Task 1 - In the commentary on Trump and the Republican Party, which two special interests does the party serve as a septic tank for at the national level?
Task 2 - Pick out every row that contains the word "purple".

It's easy to forget as we return to the campaign trail after pausing for Independence Day weekend, a sort of halftime at the big electoral dance, that Donald Trump's Make America Great Again message could have appealed to a broader spectrum of voters in a deeply divided electorate and might have been a winner. She Who Wears Pantsuits forgets that at her own peril.
But Trump's message was of course trampled by his lack of self control, never-ending fandango with the truth, obsession with conspiracy theories, and most especially by his pathetic boy-man lust for acceptance and power. And so the question is no longer whether Trump can win, but whether he will destroy the Republican Party as he goes down to defeat.
The short answer is "who cares?" The longer answer is merely a variation on that.
Political parties seem increasingly irrelevant to begin with, but the Republican Party is a special candidate for electoral oblivion. At the national level, the party has become a septic tank for special interests like Wall Street and the National Rifle Association and a magnet for Bible thumpers and angry white men -- and sometimes Bible thumping angry white men. The party has determinedly refused to learn the lessons from its crushing defeats in 2008 and 2012, notably as they apply to women who don't want politicians telling them how to live their lives and minorities who are tired of being treated as pariahs a heartbeat away from deportation or marginalization. And all the while the party has indulged in the magical thinking that has long pervaded the American conservative movement as its drift to the right and away from the mainstream has become a full-blown gallop.

[Object location annotation data]
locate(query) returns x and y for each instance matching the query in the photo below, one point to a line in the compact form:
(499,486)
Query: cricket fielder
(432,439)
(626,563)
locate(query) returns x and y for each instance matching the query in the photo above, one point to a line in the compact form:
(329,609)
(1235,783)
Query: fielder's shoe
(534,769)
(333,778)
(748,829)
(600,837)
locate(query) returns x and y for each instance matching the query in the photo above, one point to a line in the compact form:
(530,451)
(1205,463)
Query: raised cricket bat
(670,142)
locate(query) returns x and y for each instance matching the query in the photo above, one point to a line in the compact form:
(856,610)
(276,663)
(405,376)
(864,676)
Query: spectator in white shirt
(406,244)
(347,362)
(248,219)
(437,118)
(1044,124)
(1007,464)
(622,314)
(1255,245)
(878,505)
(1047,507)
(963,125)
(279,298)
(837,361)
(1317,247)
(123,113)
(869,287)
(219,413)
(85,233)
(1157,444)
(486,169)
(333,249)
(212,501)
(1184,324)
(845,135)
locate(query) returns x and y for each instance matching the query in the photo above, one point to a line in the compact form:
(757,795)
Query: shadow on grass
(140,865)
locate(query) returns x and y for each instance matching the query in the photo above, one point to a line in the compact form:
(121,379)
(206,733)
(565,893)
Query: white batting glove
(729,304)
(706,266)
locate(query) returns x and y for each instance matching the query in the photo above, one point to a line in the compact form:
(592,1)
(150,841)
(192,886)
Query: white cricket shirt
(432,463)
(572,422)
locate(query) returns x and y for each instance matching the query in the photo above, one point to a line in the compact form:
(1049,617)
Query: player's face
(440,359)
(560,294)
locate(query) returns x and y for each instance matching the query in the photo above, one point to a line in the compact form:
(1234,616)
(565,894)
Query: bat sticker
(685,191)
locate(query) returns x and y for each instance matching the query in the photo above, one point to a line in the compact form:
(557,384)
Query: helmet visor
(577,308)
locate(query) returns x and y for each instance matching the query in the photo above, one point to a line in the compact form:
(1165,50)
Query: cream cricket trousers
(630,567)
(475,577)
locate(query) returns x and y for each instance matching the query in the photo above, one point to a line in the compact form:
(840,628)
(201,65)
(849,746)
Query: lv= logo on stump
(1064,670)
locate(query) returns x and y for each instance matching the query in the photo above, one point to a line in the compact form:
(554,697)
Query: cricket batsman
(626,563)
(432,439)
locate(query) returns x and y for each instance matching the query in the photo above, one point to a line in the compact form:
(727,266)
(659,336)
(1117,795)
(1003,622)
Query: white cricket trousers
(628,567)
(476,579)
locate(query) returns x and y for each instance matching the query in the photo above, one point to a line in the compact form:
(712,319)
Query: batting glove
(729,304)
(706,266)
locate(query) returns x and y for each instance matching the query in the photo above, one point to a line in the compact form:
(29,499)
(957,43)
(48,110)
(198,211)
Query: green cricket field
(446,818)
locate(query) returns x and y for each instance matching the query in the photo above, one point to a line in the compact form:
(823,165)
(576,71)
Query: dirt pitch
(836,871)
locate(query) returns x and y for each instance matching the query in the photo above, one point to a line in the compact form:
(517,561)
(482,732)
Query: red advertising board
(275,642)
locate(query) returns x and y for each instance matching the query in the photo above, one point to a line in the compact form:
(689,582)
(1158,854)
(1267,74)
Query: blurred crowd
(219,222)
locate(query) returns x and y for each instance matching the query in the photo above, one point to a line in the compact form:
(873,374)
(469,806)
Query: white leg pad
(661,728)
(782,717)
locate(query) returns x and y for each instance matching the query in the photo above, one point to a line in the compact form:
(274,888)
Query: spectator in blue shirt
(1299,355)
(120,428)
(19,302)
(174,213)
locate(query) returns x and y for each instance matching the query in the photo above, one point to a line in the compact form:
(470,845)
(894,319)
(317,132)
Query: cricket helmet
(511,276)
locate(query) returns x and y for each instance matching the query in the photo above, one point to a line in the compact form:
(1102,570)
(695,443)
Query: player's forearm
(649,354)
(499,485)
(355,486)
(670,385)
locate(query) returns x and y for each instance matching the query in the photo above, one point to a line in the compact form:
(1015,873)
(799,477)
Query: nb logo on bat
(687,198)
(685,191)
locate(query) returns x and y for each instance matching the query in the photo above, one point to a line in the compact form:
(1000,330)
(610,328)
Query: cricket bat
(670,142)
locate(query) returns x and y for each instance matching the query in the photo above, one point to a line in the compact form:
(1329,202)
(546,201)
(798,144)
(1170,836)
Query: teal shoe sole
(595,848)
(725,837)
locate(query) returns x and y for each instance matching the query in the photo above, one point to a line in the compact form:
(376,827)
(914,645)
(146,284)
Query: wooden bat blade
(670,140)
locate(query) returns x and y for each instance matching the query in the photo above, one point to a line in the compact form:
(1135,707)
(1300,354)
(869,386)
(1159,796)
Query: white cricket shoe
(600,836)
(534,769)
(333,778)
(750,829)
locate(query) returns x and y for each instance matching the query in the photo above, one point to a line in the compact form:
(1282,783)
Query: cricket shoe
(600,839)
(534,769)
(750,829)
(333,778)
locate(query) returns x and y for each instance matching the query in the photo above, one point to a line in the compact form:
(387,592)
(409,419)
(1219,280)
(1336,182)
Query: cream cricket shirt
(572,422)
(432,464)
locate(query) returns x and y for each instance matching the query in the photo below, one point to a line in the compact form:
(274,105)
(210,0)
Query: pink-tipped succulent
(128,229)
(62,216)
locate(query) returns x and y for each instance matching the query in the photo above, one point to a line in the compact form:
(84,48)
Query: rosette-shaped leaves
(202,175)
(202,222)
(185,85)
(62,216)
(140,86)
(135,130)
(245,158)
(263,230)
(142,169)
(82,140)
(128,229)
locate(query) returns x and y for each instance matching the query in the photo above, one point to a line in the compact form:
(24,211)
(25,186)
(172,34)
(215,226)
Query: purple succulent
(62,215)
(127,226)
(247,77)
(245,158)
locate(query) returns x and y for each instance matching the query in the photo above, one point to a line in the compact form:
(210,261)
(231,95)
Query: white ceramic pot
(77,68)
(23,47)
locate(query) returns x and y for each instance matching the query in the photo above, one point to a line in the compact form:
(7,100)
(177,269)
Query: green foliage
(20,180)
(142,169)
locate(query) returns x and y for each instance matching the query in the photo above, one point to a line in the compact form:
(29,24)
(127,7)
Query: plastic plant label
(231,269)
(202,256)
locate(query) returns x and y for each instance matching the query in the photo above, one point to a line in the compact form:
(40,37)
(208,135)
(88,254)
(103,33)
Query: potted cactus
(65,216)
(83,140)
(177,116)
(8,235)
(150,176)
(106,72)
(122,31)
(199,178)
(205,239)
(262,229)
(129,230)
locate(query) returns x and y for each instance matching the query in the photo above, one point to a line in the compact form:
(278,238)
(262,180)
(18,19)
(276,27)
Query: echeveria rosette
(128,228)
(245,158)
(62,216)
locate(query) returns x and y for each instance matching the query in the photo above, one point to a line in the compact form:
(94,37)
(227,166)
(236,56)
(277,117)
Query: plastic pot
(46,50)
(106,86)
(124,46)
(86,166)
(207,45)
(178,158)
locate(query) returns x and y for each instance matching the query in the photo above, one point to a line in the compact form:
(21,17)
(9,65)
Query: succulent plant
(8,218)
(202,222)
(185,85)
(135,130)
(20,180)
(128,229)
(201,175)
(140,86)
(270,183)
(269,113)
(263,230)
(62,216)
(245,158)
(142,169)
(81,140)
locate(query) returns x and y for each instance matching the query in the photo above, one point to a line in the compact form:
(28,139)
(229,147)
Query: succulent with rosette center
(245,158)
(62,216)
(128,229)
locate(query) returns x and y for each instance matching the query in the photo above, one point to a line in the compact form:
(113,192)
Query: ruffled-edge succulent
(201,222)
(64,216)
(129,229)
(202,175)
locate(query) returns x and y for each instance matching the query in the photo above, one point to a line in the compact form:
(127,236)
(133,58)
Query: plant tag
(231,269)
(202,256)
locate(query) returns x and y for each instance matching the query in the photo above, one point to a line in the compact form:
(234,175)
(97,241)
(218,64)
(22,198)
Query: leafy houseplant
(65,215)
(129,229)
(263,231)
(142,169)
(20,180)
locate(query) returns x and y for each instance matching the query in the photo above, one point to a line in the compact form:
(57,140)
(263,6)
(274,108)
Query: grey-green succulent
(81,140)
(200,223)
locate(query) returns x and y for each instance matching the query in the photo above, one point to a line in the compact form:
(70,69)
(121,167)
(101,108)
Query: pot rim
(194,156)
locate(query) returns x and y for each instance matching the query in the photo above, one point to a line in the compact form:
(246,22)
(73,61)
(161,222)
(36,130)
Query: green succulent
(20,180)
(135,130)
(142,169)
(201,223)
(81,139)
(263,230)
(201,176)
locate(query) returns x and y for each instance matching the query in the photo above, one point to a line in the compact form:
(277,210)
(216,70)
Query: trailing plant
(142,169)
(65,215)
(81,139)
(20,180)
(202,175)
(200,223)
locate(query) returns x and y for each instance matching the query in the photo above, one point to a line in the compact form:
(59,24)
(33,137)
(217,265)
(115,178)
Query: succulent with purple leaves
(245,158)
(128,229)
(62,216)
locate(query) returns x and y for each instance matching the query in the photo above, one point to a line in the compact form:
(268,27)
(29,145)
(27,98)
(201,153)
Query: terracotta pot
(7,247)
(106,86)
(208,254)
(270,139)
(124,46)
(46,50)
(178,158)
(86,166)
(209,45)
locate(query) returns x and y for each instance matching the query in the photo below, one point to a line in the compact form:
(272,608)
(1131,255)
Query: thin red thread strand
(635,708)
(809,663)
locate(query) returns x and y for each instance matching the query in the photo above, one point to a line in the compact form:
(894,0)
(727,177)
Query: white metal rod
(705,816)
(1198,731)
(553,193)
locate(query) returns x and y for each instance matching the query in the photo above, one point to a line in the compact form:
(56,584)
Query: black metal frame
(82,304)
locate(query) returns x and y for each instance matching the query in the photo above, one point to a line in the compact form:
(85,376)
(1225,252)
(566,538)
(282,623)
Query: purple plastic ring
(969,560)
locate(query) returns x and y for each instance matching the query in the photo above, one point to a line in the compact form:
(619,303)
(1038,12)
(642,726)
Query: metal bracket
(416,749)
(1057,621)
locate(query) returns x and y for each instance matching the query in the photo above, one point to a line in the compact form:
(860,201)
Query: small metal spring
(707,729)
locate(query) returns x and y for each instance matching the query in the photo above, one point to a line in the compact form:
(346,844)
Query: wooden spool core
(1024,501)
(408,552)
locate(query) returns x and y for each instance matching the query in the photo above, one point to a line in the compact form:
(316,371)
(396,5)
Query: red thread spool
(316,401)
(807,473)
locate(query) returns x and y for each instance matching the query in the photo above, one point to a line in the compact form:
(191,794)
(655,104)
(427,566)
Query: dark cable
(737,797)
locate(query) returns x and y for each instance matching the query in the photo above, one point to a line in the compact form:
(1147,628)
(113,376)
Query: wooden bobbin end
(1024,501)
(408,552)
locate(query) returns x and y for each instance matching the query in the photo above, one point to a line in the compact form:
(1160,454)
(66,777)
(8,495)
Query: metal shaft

Complete answer 1 - Wall Street and the National Rifle Association.

Complete answer 2 -
Query: purple succulent
Query: succulent with purple leaves
Query: purple plastic ring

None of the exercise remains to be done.